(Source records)
========================================

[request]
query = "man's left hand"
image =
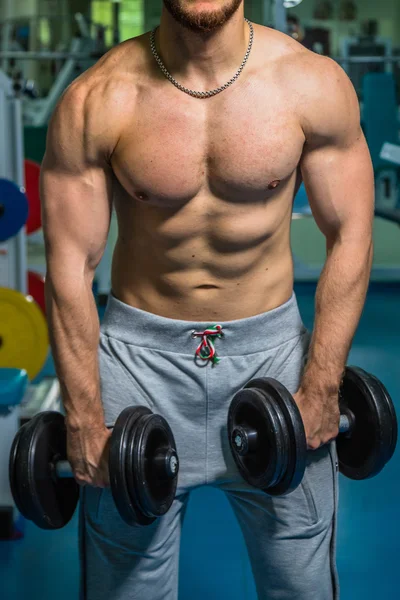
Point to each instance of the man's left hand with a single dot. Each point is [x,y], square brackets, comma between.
[320,415]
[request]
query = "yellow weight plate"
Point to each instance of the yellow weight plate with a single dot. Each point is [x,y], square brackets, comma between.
[24,342]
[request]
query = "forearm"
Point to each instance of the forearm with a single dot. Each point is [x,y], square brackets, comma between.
[74,336]
[340,300]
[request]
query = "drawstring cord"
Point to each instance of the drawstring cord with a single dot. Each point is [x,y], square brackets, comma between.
[206,349]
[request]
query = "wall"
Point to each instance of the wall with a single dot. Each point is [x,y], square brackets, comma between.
[386,12]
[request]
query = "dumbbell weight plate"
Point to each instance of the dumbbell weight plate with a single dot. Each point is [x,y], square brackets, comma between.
[264,465]
[43,498]
[365,452]
[154,463]
[296,446]
[17,494]
[121,475]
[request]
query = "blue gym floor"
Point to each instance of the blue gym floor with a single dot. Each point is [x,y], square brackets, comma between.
[214,565]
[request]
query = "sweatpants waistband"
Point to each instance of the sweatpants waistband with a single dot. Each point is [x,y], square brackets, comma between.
[243,336]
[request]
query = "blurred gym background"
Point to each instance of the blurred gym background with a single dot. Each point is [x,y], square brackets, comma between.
[44,45]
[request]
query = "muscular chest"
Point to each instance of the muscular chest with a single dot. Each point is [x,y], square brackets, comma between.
[240,151]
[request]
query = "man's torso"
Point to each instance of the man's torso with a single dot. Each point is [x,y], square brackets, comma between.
[203,189]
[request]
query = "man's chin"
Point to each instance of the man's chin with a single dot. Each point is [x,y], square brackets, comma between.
[201,20]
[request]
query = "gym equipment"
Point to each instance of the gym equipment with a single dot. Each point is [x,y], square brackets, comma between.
[36,289]
[268,441]
[267,437]
[23,333]
[13,385]
[13,209]
[143,466]
[32,178]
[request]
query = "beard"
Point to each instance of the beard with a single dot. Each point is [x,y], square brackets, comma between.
[201,22]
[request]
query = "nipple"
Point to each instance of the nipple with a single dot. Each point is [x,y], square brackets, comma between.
[274,184]
[142,196]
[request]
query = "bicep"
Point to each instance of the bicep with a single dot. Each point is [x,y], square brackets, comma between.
[336,164]
[76,196]
[340,187]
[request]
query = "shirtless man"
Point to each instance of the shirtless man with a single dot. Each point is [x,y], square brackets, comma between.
[203,189]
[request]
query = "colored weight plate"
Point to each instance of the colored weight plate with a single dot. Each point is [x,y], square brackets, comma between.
[252,411]
[13,209]
[47,500]
[365,452]
[32,186]
[36,289]
[153,460]
[120,475]
[297,447]
[24,340]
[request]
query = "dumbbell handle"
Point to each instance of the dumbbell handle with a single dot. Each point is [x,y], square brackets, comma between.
[166,462]
[63,469]
[245,440]
[347,421]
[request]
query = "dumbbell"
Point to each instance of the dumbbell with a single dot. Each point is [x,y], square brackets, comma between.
[143,468]
[268,441]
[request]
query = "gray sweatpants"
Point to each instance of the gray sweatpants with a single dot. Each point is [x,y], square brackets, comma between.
[150,360]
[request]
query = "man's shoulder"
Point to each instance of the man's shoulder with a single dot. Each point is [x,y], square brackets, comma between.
[101,100]
[316,87]
[113,75]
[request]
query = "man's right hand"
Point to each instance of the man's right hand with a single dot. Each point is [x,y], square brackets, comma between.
[88,454]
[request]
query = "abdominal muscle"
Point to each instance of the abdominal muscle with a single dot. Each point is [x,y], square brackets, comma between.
[207,261]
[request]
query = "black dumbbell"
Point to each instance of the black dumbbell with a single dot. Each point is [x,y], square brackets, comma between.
[143,467]
[268,441]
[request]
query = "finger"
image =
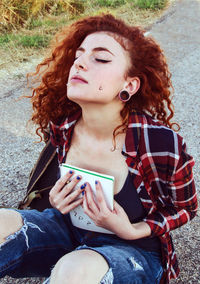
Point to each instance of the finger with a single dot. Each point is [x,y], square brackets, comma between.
[86,209]
[69,186]
[61,182]
[100,197]
[117,207]
[91,204]
[58,197]
[64,209]
[74,194]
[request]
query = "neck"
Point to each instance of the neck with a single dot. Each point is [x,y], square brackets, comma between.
[100,120]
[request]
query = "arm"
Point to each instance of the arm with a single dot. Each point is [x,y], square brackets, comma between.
[178,204]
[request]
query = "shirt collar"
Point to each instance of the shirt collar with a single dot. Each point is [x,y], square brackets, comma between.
[132,138]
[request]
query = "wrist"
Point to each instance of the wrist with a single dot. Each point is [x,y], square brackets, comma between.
[140,230]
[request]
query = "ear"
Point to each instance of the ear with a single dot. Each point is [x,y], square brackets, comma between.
[132,85]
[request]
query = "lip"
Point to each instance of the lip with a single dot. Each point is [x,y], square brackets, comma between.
[78,79]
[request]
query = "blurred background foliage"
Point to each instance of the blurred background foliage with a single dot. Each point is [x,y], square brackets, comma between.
[28,26]
[24,13]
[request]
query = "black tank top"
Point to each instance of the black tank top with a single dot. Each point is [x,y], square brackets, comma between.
[128,198]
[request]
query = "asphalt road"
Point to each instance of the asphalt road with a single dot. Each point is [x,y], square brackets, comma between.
[178,34]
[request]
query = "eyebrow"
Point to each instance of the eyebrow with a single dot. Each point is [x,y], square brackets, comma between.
[96,49]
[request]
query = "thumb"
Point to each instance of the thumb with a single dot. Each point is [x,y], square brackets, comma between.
[117,207]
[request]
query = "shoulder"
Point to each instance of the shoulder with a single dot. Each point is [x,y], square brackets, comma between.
[155,137]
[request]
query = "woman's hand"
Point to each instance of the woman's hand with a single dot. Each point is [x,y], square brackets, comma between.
[62,196]
[116,221]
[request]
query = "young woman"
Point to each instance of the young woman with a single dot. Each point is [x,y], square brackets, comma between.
[105,93]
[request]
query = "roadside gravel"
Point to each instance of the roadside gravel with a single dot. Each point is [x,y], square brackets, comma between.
[178,33]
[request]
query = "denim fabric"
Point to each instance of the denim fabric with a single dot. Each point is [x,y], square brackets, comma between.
[46,236]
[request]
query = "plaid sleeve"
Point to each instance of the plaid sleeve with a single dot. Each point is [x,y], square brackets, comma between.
[176,198]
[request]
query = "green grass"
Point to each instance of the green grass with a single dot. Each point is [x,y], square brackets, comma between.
[32,41]
[18,43]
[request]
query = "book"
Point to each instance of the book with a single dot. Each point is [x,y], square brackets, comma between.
[78,217]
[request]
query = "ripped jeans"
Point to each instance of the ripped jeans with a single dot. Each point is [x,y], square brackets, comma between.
[46,236]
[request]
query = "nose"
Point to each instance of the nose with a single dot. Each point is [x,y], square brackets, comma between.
[80,63]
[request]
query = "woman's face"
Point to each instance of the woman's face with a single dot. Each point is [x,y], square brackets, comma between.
[98,72]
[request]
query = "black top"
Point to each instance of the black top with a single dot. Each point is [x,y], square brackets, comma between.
[128,198]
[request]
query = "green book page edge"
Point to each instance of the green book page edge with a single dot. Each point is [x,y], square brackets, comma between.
[88,172]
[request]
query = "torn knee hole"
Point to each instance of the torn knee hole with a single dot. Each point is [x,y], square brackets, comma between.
[10,222]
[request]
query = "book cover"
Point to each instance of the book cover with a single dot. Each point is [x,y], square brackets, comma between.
[77,215]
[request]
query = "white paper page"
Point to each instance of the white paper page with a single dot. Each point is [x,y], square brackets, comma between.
[78,217]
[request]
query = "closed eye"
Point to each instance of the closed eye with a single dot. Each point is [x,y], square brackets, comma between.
[102,60]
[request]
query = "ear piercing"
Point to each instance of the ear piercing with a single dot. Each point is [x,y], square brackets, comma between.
[124,96]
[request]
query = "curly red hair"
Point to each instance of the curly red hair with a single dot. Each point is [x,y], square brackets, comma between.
[49,99]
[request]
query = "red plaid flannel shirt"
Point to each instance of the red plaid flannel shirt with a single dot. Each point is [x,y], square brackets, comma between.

========================================

WORK TASK: Give the number of lines in the records that contain the string "flannel", and write nothing besides that number.

WRITTEN REPLY: 2